* [What is expected]:
Rewrite the listing from the line containing "Identify each instance of the pope's" through the end, replacing "pope's head" with "pontiff's head" and leaving everything else unchanged.

************

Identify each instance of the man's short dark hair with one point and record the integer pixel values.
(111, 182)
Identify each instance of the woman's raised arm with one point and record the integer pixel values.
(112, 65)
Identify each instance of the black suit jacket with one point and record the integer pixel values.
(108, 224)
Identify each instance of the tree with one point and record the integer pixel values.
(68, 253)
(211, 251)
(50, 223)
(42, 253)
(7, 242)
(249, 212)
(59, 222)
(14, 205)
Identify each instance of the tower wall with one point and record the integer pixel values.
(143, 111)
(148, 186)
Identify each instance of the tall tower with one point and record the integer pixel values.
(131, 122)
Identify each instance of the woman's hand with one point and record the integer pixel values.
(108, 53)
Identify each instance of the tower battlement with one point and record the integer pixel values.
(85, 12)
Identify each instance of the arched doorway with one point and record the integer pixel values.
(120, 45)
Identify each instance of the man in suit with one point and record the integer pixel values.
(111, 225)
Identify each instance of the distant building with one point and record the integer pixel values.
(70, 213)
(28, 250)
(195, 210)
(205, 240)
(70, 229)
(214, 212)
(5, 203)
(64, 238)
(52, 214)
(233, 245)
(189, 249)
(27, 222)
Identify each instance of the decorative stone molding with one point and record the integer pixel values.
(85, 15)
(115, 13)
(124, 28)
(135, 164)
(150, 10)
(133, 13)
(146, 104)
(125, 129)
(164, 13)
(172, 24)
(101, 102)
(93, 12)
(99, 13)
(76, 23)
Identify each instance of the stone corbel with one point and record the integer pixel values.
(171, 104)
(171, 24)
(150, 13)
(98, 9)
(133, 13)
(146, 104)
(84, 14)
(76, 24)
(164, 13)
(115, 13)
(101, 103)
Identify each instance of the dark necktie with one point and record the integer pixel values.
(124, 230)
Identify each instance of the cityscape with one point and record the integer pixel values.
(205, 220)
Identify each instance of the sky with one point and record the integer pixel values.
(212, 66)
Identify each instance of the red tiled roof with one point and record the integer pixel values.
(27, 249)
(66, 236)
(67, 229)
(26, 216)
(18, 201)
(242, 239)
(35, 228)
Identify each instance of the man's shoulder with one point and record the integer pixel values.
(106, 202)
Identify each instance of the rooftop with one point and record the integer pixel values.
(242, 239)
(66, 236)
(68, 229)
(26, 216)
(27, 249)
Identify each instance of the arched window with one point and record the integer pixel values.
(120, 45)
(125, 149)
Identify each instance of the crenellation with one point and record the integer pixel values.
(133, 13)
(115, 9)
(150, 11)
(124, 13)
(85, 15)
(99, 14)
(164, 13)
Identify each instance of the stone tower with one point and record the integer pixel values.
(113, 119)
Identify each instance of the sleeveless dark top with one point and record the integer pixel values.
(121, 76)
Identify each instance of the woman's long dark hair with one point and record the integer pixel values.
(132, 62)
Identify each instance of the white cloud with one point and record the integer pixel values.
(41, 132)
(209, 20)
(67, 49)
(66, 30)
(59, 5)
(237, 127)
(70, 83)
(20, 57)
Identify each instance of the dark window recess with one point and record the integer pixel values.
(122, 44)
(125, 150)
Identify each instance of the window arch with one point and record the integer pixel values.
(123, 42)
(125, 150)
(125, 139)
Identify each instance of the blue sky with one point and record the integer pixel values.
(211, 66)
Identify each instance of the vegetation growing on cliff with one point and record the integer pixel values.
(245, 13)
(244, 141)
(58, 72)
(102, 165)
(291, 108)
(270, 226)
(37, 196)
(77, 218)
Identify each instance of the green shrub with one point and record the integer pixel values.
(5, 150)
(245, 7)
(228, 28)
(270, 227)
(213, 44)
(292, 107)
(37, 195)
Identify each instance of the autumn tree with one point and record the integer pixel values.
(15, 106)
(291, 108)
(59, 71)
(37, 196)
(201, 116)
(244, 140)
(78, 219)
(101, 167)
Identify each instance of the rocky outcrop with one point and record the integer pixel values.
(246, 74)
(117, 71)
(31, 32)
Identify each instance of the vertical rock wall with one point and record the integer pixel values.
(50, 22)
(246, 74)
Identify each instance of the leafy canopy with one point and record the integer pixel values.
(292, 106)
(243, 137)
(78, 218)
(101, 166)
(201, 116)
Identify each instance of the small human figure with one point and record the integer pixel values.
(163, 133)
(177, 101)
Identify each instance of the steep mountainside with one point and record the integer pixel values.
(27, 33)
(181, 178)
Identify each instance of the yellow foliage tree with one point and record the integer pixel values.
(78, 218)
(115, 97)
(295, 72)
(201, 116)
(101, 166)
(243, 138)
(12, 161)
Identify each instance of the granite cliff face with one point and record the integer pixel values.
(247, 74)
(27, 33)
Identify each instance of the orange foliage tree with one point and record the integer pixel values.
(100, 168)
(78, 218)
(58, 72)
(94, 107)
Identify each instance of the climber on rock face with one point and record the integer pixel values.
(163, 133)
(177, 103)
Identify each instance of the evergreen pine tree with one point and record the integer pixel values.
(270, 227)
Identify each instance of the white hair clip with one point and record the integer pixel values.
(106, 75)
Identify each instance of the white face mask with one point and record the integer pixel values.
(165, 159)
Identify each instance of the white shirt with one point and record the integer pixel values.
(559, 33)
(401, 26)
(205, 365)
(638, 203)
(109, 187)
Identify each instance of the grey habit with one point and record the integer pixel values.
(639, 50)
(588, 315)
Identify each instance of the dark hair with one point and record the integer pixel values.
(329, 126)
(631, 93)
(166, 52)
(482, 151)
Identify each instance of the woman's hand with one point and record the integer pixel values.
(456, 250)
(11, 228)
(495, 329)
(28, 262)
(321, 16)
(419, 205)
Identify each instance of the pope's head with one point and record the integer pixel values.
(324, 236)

************

* [Answer to this problem]:
Identify each instance of the pontiff's head with one point and record the integer pixel values.
(324, 236)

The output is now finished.